-- Task brief --
Swap "Pick out" for "Mark" throughout the records and write them out again with everything else unchanged. Leave the pictures out.
-- Begin --
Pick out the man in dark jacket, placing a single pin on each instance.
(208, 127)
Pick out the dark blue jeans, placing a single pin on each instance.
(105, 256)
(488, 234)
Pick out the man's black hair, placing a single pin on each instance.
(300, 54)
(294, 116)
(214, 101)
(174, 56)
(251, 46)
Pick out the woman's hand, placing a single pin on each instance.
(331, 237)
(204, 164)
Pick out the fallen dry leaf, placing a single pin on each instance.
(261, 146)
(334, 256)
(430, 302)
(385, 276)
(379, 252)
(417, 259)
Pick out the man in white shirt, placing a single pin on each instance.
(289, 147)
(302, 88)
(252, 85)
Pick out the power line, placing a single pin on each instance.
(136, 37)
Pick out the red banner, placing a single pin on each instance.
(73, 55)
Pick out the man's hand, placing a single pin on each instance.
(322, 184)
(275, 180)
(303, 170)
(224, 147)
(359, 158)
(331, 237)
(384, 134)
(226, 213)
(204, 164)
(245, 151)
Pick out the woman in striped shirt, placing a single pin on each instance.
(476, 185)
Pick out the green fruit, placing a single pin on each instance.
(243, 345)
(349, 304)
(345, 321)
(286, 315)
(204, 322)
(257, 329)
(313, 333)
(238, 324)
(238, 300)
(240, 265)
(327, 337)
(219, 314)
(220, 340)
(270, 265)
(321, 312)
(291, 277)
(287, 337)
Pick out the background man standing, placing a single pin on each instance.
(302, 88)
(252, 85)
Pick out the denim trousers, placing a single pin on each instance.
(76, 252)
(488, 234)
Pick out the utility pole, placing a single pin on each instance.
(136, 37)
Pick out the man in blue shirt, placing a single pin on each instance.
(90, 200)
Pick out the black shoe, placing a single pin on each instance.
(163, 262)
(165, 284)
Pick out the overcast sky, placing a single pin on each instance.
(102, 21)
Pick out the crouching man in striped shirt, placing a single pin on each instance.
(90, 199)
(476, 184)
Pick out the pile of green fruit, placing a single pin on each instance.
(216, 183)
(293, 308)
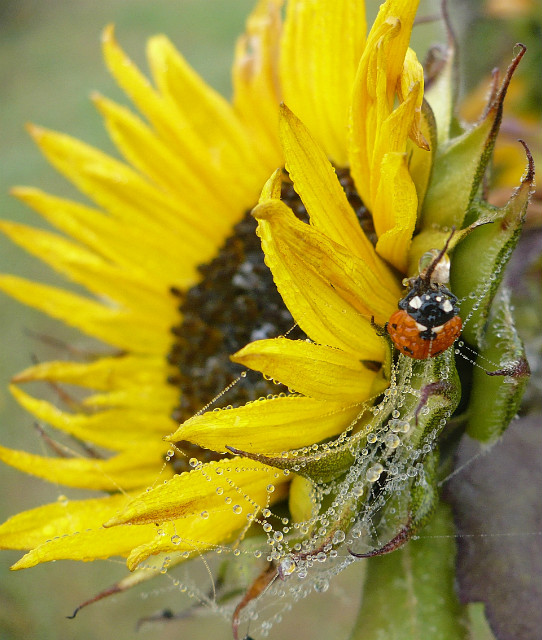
-- End --
-- Answer for this exercise --
Mark the man in dark jacket, placing a single pin on each instance.
(208, 127)
Mark the dark blue jeans, placing a single pin on each instance.
(105, 256)
(488, 234)
Mark the man's black hair, placing a single pin on each instance.
(300, 54)
(294, 116)
(214, 101)
(174, 56)
(251, 46)
Mark the woman's hand, placing a single pin on each instance.
(331, 237)
(204, 164)
Mark the fallen dry leaf, placing a single pin on each instance.
(261, 146)
(334, 256)
(430, 302)
(385, 276)
(379, 252)
(417, 259)
Mark the man in white shirt, placing a single pin on each instance.
(289, 147)
(302, 88)
(252, 85)
Mark the power line, placing a single pin on each instance.
(136, 37)
Mark the red banner, placing a single pin on each instance.
(73, 55)
Mark the man's hand, placing a single pin on each instance.
(322, 184)
(275, 180)
(303, 170)
(224, 147)
(359, 158)
(331, 237)
(384, 134)
(226, 213)
(204, 164)
(245, 151)
Mark the woman in striped shirt, placing a single pin on each instance.
(476, 185)
Mark the green fruit, placing a single pin on each instance.
(243, 345)
(349, 304)
(345, 321)
(286, 315)
(204, 322)
(257, 329)
(313, 333)
(238, 324)
(238, 300)
(240, 265)
(327, 337)
(219, 314)
(220, 340)
(270, 265)
(321, 312)
(291, 277)
(287, 337)
Mark the background man standing, placing a single pin on each instance.
(302, 88)
(252, 85)
Mark the denim trousers, placing a single pin on each instance.
(76, 252)
(488, 234)
Mark the utility pole, placing a single pin on each instance.
(136, 37)
Mark the man in blue shirt, placing a single pin on each instance.
(90, 200)
Mark the black shoe, placing a single pin on each instance.
(163, 262)
(165, 284)
Mark the overcast sky, placing a single pin on each instance.
(102, 21)
Mark the crouching man in striped shirt, placing a single pin on each instance.
(90, 199)
(476, 184)
Mark the pile of green fruit, placing a single pin on each instance.
(216, 183)
(293, 308)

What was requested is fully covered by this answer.